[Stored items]
____

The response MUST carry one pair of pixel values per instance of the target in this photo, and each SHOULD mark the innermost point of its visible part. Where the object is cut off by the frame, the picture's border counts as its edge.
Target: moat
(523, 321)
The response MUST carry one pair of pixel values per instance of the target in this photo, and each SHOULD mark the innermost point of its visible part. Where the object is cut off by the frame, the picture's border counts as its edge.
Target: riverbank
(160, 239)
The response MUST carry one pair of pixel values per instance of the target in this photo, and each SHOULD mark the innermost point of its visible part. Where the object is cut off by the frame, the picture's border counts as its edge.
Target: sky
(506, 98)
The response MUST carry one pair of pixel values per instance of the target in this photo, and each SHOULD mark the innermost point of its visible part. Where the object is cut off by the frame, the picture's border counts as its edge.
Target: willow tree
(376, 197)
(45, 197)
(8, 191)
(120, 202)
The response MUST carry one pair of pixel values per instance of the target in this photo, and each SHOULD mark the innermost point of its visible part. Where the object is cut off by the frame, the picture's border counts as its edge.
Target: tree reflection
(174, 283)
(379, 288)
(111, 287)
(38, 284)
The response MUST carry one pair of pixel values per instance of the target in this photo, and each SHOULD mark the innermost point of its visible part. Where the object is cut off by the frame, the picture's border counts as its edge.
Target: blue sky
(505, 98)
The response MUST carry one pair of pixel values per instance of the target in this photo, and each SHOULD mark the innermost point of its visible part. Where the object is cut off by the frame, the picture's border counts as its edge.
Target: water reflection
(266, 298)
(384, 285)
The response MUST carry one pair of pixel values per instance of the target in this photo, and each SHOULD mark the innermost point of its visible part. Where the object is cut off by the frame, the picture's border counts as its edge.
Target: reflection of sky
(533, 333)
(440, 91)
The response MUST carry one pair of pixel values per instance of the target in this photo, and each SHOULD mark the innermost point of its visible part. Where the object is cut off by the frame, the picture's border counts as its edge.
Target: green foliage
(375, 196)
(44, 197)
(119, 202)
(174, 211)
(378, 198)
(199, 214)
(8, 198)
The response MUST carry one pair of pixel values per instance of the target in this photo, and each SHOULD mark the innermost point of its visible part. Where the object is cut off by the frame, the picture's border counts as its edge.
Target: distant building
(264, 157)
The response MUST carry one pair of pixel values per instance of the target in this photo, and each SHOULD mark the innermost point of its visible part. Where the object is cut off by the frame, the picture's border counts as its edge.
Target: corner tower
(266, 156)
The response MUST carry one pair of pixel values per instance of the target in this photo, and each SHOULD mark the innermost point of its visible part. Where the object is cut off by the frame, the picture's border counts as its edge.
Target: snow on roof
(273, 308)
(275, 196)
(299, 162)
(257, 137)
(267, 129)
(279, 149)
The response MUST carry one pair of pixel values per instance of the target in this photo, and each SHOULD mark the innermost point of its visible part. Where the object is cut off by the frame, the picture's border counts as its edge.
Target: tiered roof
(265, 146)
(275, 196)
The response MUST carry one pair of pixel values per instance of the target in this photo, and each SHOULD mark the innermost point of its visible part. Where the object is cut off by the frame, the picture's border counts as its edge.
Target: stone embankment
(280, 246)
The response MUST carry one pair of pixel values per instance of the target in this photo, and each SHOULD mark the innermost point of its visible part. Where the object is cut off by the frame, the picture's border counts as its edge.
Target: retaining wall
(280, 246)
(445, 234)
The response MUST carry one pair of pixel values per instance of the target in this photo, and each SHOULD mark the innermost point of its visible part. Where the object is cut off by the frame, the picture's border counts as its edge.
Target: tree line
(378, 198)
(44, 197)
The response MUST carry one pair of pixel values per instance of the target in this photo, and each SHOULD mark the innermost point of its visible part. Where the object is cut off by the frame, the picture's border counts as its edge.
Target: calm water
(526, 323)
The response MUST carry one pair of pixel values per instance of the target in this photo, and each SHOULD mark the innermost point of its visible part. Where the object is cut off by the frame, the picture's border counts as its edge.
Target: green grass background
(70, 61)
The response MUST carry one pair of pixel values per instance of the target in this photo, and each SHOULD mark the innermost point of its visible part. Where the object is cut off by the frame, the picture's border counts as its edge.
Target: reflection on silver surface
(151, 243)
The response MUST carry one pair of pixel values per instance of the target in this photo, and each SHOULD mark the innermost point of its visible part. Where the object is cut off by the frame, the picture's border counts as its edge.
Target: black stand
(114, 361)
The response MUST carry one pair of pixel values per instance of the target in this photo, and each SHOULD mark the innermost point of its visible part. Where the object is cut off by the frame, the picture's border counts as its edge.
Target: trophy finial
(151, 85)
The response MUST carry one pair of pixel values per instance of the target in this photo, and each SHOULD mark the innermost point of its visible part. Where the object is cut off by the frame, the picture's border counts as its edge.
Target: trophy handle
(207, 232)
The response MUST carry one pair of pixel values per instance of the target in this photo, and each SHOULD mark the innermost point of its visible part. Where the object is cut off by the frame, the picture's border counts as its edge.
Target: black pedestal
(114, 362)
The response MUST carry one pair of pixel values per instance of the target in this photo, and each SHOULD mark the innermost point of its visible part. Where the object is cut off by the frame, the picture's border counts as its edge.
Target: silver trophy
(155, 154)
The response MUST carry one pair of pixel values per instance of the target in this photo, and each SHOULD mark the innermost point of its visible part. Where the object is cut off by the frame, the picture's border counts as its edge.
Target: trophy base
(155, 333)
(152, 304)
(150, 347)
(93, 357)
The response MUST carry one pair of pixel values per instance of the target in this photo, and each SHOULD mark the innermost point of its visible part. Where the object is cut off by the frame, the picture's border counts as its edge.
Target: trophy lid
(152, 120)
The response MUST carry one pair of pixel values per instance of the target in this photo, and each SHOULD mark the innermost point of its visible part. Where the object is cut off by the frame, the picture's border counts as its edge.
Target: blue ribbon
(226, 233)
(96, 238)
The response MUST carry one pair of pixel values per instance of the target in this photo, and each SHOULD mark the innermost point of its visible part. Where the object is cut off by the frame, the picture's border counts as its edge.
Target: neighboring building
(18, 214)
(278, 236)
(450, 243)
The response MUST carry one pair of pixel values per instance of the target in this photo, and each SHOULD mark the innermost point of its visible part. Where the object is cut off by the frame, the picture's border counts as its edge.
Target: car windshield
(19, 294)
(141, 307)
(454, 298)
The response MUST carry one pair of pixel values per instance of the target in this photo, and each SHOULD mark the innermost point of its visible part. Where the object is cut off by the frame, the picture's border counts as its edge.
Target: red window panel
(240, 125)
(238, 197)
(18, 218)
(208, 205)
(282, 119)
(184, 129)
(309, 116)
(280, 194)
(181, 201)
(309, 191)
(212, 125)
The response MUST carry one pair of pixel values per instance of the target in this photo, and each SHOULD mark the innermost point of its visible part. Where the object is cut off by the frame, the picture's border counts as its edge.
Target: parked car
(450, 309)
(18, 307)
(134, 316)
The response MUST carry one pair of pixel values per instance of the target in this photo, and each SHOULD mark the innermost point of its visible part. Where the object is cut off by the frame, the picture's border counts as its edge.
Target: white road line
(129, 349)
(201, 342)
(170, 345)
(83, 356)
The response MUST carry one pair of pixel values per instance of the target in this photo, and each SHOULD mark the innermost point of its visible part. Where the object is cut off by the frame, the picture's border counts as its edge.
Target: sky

____

REQUIRED WORK
Set out the entries once more, word for word.

YOUR SOLUTION
The response MUST carry one pair of pixel values per instance of the target in this photo, and each SHOULD mark the innermost point of its visible part. Where the object is cut off by the frame, the picture's border counts as its edge.
Target: moat
(523, 321)
The response MUST carry one pair of pixel values per instance of the target in this photo, and each SHOULD mark the innermost point of its visible part. Where the object is cut off by the frame, the picture's border counts as its edge.
Target: riverbank
(160, 239)
The response MUST carry one pair of pixel values per instance of the target in this photo, and each SHOULD mark the innermost point of its visible part. Where the object is cut off by the frame, the picture's border counts as its edge.
Target: sky
(506, 98)
The response MUST carry one pair of pixel values per instance of the target in this photo, and each SHOULD mark the innermost point of its visible part. Where the object is cut off by the frame, the picture's border counts as its edge.
Target: willow tree
(376, 197)
(45, 197)
(8, 191)
(120, 202)
The response MUST carry one pair of pixel values per instance of the target in this photo, and each SHOULD mark the innermost point of its visible part. Where the object is cut off by the frame, the picture's border counts as its edge.
Target: tree reflection
(174, 283)
(379, 288)
(111, 287)
(38, 284)
The response MUST carry one pair of pixel values per instance of the target in this photo, and each SHOULD mark the innermost point of its visible part. Where the object is cut off by the frame, the picture's border counts as its edge.
Target: blue sky
(505, 98)
The response MUST carry one pair of pixel values per instance of the target in this photo, and each SHOULD mark the innermost point of its visible part. Where the object is cut off by the frame, the picture's border counts as its edge.
Target: water reflection
(266, 298)
(384, 285)
The response MUST carry one pair of pixel values per instance of the target in this photo, and each SHOULD mark the innermost point of its visible part. Where the object is cut off by the frame, the picture's border counts as its edge.
Target: reflection of sky
(533, 333)
(440, 91)
The response MUST carry one pair of pixel values per instance of the target in this photo, and each SHOULD mark the innermost point of its visible part. Where the object is cut off by the frame, the picture's border counts as its edge.
Target: green foliage
(375, 196)
(44, 197)
(119, 202)
(174, 211)
(378, 198)
(199, 214)
(8, 198)
The response MUST carry one pair of pixel values per instance of the target in this photo, and each SHOULD mark the innermost point of its visible part. Where the object is cut off by the frame, the picture's border counts as its edge.
Target: distant building
(264, 157)
The response MUST carry one pair of pixel values per instance of the target in this photo, and each SHOULD mark the innermost point of its visible part. Where the object is cut off by the frame, the picture's border counts as its edge.
Target: corner tower
(266, 156)
The response MUST carry one pair of pixel values per instance of the target in this photo, and each SHOULD mark the innermost point of its visible part. Where the object is cut off by the frame, the picture's border counts as its edge.
Target: snow on roof
(273, 308)
(275, 196)
(299, 162)
(257, 137)
(267, 129)
(279, 149)
The response MUST carry one pair of pixel values per instance of the target in this photo, and each SHOULD mark the innermost point of its visible part. Where the object is cut off by the frame, the picture's border counts as its edge.
Target: tiered roof
(265, 146)
(275, 196)
The response MUST carry one pair of pixel values per instance of the target in this photo, and each SHOULD mark the innermost point of its visible part. Where the object is cut off by the frame, the picture's border counts as its edge.
Target: stone embankment
(280, 246)
The response MUST carry one pair of pixel values per instance of the target in this photo, and each SHOULD mark the innermost point of its visible part. Where the object is cut off by the frame, the picture's border counts as its edge.
Target: retaining wall
(280, 246)
(445, 234)
The response MUST carry one pair of pixel values per instance of the target in this photo, and each SHOULD mark the innermost point of its visible part. Where the object is cut off by the frame, the picture's border counts as its edge.
Target: tree line
(378, 198)
(44, 197)
The response MUST carry one pair of pixel values per instance of the target in this photo, and each SHOULD mark the innermost point of its visible part. Where the object is cut off by the frame, the picture's border counts as its edge.
Target: calm water
(526, 323)
The response MUST carry one pair of pixel values per instance of the target in this photo, and each SHOULD mark the innermost point of its visible part. Where the object is cut off by the frame, the picture's border counts as its edge.
Target: green grass background
(70, 61)
The response MUST carry one pair of pixel values per instance of the target in this photo, and each SHOULD mark the innermost point of its visible part. Where the object is cut off by the frame, the picture's border counts as its edge.
Target: reflection on silver surface
(151, 243)
The response MUST carry one pair of pixel values per instance of the target in this photo, and each SHOULD mark the innermost point of its visible part. Where the object is cut off by the frame, the picture's border counts as its edge.
Target: black stand
(114, 361)
The response MUST carry one pair of pixel values per instance of the target in this photo, and each SHOULD mark the innermost point of its visible part. Where the object is cut off by the frame, the picture's border counts as its edge.
Target: trophy finial
(151, 85)
The response MUST carry one pair of pixel values per instance of the target in this photo, and each SHOULD mark the innermost point of its visible part. Where the object is cut off by the frame, the picture's border counts as its edge.
Target: trophy handle
(207, 232)
The response MUST carry one pair of pixel values per instance of the target in this photo, and each SHOULD mark the innermost point of its visible part. Where the object is cut off by the frame, the picture's border counts as its edge.
Target: black pedestal
(114, 362)
The response MUST carry one pair of pixel values per instance of the target in this photo, and each SHOULD mark the innermost point of its visible part. Where the object is cut off by the frame, the picture's border counts as its edge.
Target: silver trophy
(155, 154)
The response MUST carry one pair of pixel values per instance of the target in this photo, and each SHOULD mark the innermost point of its visible part. Where the object is cut off by the frame, the picture's border counts as its edge.
Target: trophy base
(155, 333)
(152, 304)
(150, 347)
(93, 357)
The response MUST carry one pair of pixel values per instance of the target in this photo, and each SHOULD mark the innermost point of its visible part. Where the object is cut off by the frame, the picture's border counts as its edge.
Target: trophy lid
(152, 120)
The response MUST carry one pair of pixel values per instance of the target in this photo, and each SHOULD mark the innermost point of its visible part. Where the object is cut off by the frame, the picture's border counts as its edge.
Target: blue ribbon
(226, 233)
(96, 238)
The response MUST carry one pair of pixel values per instance of the target in this photo, and each SHOULD mark the innermost point of its visible part. Where the object is cut off by the frame, the picture's border counts as its edge.
Target: neighboring building
(18, 214)
(278, 236)
(450, 243)
The response MUST carry one pair of pixel values per instance of the target in this photo, and each SHOULD mark the innermost point of its visible part. Where the object is cut off by the frame, the picture's border counts as its edge.
Target: car windshield
(19, 294)
(141, 307)
(454, 298)
The response MUST carry one pair of pixel values per instance of the target in this photo, and each SHOULD mark the innermost point of its visible part. Where the object is cut off by the frame, the picture's border counts as its edge.
Target: red window panel
(240, 125)
(238, 197)
(18, 218)
(208, 205)
(282, 119)
(184, 129)
(309, 116)
(280, 194)
(181, 201)
(309, 191)
(212, 125)
The response MUST carry one pair of pixel values per instance of the target in this photo, and each SHOULD mark the innermost point of its visible part. Where the object is cut off by the frame, the picture's border counts as its edge.
Target: parked car
(450, 309)
(18, 307)
(134, 316)
The response MUST carry one pair of pixel values per instance of the target in this photo, and each SHOULD mark the innermost point of its visible part. Where the object is cut off by the frame, the picture's border counts as its edge.
Target: white road line
(129, 349)
(201, 342)
(170, 345)
(83, 356)
The response MUST carry one pair of pixel values per instance of the target in this photo, and each SHOULD mark the innermost point of its visible part. Where the object is cut off by the frame, the picture's border counts as its edge.
Target: sky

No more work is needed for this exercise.